◆ WHAT IS ASKED
**A)** Translate this sentence from the passage about Ivan Yates into Spanish: "Yates was born in Enniscorthy, County Wexford."
**B)** Carry on the passage about Ivan Yates, starting after its last sentence.

Ivan Yates (born 23 October 1959) is an Irish broadcaster, businessman and former politician. He was elected as a Fine Gael Teachta Dála (TD) for the Wexford constituency at the 1981 general election and at each election until his retirement from politics in 2002. He also served as Minister for Agriculture, Food and Forestry from 1994 to 1997.

Early life
Yates was born in Enniscorthy, County Wexford. He was educated at Aravon School, Bray; St. Columba's Church of Ireland College in Rathfarnham, Dublin; and Gurteen Agricultural College, County Tipperary.

Political career
When he was first elected in 1981, Yates was the youngest member of the 22nd Dáil and is also the fifth-youngest ever member of Dáil Éireann at the age of 21. He became involved in local politics when he became a member of Wexford County Council, serving until 1995 and again from 1999 to 2004. He joined the Fine Gael front bench in 1988 and was appointed Minister for Agriculture, Food and Forestry when the party came to power in 1994.

◆ PROVIDED DATA

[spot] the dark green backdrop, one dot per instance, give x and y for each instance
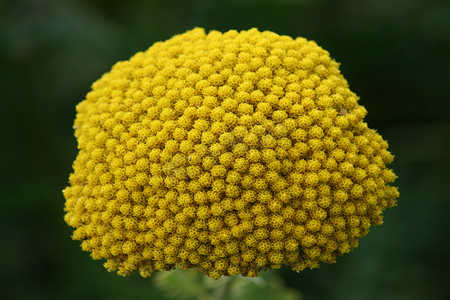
(394, 53)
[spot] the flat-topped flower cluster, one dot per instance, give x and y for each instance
(235, 152)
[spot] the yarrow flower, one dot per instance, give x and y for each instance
(233, 152)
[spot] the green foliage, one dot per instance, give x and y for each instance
(394, 54)
(194, 285)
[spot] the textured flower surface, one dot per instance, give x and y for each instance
(235, 152)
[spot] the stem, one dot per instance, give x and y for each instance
(224, 291)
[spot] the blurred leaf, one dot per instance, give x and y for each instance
(192, 284)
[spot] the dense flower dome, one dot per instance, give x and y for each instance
(233, 152)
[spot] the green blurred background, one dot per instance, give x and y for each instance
(394, 53)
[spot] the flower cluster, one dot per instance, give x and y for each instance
(235, 152)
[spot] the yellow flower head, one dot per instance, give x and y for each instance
(233, 152)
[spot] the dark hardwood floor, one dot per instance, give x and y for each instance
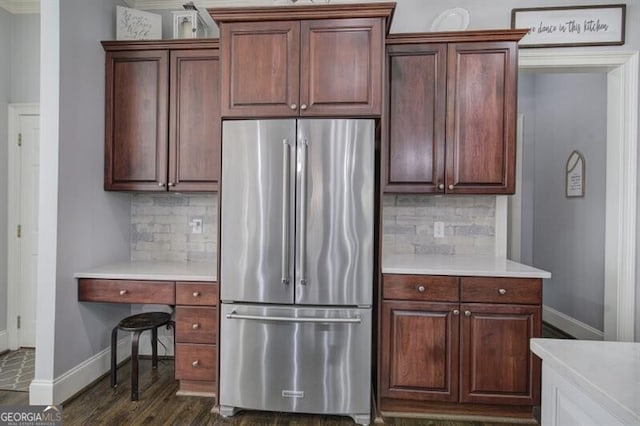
(158, 405)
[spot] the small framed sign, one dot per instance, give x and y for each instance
(575, 175)
(133, 24)
(571, 26)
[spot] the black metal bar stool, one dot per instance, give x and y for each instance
(137, 324)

◆ RESPONSES
**A)** Yates nació en Enniscorthy, condado de Wexford.

**B)**
Yates oversaw a particularly difficult period for Irish agriculture. Farmers saw the prices they received for their produce plummet; he stopped live animal exports in response to controversy over cruelty in shipping, and took on the Irish Veterinary Union over the tuberculosis eradication scheme. He also had to deal with a sharp rise in the number of BSE cases during 1996, and the consequent banning of Irish beef by Russia. When John Bruton resigned as leader of Fine Gael in January 2001, there was much speculation that Yates would be a contender for the vacant position. Instead, he announced to his colleagues that he was leaving full-time politics to concentrate on his family and business interests and that he would not be contesting the next general election.

He receives annual pension payments of €74,836 from his time in politics.

Business career
Yates was the chairman and managing director of Celtic Bookmakers, an Irish chain of betting shops, and expanded the company from its Wexford base to a chain of 64 shops around the country at its peak. On 4 January 2011, it was announced that the company had gone into receivership.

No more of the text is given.